| Extrait du texte |
────
La leçon de mon vieux professeur m’est revenue à l’esprit lorsque j’ai appris qu’en cette année du 400e anniversaire de naissance de Paul Chomedey sieur de Maisonneuve, la Ville de Montréal avait décidé de se contenter du service minimum. Et cela, alors même que la France a élevé l’anniversaire du fondateur de Montréal au rang de ses célébrations nationales. Une messe, un concert, quelques émissions de radio, deux ou trois cocktails et l’affaire sera vite bouclée. Pour ne pas dire bâclée. La seule exposition consacrée à cet important personnage nous viendra de France. Le village de Neuville-sur-Vanne, où est né Maisonneuve, et la région de Champagne-Ardennes ont en effet trouvé le moyen d’en faire plus qu’une métropole d’un million et demi d’habitants qui se targue d’être une destination internationale.
Plus étrange encore, l’année du 400e anniversaire de Maisonneuve aura finalement été celle de son déboulonnage. Au temps du Komintern, on trafiquait les photos officielles. Le 17 mai dernier, nos édiles municipaux se prenant pour des historiens se sont contentés, eux, de flanquer Maisonneuve d’une cofondatrice en la personne de Jeanne Mance. De prime abord, l’idée de faire une place particulière à cette femme exceptionnelle semble sympathique et louable. Nul doute qu’elle a été parrainée par de bonnes âmes.
────
Enregistrements de données:
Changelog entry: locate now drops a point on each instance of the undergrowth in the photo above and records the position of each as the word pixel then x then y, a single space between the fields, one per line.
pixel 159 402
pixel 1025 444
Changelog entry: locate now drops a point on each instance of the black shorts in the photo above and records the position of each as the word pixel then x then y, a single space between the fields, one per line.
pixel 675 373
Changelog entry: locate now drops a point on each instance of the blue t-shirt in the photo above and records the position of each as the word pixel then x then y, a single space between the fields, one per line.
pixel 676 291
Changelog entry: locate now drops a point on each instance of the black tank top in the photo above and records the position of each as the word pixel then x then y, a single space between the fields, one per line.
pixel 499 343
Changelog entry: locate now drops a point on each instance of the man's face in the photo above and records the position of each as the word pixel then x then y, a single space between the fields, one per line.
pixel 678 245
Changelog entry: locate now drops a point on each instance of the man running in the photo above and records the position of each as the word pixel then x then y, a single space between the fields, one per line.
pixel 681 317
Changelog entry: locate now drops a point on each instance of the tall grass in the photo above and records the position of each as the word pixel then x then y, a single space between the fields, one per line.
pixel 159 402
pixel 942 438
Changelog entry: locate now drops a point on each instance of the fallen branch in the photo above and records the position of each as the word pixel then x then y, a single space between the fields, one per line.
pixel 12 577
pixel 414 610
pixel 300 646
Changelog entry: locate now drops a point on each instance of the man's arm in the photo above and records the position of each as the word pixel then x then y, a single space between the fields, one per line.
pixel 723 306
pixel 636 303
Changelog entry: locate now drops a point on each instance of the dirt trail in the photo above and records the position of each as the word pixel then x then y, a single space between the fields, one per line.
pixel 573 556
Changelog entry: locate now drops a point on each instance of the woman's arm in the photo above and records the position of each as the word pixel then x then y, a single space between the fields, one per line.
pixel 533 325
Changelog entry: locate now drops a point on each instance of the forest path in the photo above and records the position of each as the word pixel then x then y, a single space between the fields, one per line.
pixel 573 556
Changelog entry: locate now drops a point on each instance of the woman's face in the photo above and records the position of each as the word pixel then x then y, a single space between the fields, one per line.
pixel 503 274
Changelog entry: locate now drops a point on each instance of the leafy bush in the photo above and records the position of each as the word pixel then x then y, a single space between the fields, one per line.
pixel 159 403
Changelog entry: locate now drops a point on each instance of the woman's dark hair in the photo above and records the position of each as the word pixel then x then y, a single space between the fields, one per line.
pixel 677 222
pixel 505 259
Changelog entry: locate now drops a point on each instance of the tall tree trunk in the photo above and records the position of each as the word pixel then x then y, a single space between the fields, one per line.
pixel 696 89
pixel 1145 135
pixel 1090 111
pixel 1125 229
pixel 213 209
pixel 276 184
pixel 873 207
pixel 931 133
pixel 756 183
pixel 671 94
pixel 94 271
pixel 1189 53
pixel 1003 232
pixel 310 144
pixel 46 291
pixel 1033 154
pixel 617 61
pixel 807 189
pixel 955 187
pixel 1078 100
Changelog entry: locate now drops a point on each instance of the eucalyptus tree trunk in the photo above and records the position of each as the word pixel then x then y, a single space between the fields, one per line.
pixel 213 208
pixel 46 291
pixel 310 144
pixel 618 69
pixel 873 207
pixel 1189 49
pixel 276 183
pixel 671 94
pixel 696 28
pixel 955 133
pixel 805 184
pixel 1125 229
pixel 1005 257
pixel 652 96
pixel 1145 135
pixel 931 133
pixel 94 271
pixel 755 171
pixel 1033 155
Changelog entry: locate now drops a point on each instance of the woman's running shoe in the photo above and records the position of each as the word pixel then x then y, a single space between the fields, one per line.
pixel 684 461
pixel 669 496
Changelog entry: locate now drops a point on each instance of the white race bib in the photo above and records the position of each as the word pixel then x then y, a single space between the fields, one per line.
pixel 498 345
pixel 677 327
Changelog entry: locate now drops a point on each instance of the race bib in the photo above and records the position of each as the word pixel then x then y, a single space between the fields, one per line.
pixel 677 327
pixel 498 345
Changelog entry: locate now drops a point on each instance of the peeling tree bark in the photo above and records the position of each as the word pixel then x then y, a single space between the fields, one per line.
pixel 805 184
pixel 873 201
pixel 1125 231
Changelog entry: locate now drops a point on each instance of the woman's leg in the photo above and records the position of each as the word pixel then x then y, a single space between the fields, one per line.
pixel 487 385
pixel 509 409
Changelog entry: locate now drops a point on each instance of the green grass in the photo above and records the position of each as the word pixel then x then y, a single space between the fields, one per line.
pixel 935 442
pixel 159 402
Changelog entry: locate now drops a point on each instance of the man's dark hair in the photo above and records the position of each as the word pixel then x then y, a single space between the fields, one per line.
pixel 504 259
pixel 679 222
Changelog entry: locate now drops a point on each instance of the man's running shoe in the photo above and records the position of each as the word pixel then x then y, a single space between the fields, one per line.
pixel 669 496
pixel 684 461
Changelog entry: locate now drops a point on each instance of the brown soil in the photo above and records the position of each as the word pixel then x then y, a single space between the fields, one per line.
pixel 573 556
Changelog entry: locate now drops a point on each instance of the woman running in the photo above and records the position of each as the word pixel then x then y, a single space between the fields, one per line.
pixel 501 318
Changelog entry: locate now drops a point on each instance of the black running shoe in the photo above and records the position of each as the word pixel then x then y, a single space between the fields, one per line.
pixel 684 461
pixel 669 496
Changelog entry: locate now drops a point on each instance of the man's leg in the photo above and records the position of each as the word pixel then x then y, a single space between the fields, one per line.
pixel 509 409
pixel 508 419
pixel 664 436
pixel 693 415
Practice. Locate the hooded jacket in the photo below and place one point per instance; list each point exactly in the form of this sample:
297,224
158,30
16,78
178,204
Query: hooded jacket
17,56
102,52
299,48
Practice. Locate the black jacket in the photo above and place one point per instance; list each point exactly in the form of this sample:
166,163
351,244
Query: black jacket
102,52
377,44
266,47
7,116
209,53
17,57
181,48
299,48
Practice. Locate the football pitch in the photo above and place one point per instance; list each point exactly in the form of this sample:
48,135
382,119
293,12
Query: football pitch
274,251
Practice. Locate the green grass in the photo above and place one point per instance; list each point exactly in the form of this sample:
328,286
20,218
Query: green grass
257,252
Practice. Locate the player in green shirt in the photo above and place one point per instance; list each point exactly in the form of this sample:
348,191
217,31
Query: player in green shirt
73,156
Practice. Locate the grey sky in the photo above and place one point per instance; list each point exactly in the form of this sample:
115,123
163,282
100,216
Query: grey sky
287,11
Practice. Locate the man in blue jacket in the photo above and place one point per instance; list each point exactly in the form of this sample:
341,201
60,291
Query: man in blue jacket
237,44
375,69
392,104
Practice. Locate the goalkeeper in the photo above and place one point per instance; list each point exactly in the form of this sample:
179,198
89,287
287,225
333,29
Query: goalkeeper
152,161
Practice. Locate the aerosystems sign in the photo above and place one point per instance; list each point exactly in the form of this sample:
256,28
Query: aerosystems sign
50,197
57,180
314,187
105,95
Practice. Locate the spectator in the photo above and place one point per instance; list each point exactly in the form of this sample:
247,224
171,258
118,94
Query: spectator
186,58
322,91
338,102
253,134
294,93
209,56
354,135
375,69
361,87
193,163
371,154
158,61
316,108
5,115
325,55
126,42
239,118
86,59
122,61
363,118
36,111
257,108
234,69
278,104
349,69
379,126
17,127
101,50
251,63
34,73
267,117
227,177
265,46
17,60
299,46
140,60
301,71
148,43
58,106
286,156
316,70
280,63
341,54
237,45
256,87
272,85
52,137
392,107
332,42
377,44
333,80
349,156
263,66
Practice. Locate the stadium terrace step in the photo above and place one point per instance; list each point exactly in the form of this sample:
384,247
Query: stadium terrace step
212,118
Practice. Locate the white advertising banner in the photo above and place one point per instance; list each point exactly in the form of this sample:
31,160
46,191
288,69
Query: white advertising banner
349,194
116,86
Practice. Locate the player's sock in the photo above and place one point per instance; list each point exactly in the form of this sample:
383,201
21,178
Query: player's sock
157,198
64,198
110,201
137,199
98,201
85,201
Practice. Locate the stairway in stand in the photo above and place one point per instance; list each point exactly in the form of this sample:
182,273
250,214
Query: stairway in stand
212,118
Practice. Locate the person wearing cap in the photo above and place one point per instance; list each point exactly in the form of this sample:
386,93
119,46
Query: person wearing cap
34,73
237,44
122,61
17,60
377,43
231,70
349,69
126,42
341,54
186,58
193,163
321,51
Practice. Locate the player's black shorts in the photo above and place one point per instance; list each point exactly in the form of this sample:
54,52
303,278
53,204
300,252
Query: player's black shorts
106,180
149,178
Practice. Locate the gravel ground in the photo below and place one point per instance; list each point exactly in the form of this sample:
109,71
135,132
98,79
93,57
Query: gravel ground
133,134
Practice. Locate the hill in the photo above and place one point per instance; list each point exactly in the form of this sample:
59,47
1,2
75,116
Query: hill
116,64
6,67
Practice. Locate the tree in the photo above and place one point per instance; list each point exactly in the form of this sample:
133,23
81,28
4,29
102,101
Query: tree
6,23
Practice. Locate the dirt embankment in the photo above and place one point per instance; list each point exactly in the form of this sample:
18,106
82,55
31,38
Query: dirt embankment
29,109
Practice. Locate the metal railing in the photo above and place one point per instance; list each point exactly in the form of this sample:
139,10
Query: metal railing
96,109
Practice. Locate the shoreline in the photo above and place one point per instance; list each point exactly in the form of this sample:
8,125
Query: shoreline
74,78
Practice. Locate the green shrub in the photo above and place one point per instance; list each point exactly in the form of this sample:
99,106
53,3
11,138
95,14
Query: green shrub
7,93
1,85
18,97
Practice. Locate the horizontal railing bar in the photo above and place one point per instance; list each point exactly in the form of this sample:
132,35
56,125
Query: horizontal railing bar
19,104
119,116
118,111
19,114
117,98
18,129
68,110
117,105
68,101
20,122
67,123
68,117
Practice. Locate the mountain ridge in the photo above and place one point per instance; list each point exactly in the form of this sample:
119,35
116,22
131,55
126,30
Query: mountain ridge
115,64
────
| Travail à faire |
1. Énumérez les activités que l'extrait sur l'anniversaire de Maisonneuve présente comme le programme réduit des célébrations montréalaises.
2. Reproduisez à l'identique, s'il vous plaît, le passage de l'extrait sur l'anniversaire de Maisonneuve qui va de « La leçon de » à « une destination internationale. ».

| Résultats |
1. une messe ; un concert ; quelques émissions de radio ; deux ou trois cocktails

2.
La leçon de mon vieux professeur m’est revenue à l’esprit lorsque j’ai appris qu’en cette année du 400e anniversaire de naissance de Paul Chomedey sieur de Maisonneuve, la Ville de Montréal avait décidé de se contenter du service minimum. Et cela, alors même que la France a élevé l’anniversaire du fondateur de Montréal au rang de ses célébrations nationales. Une messe, un concert, quelques émissions de radio, deux ou trois cocktails et l’affaire sera vite bouclée. Pour ne pas dire bâclée. La seule exposition consacrée à cet important personnage nous viendra de France. Le village de Neuville-sur-Vanne, où est né Maisonneuve, et la région de Champagne-Ardennes ont en effet trouvé le moyen d’en faire plus qu’une métropole d’un million et demi d’habitants qui se targue d’être une destination internationale.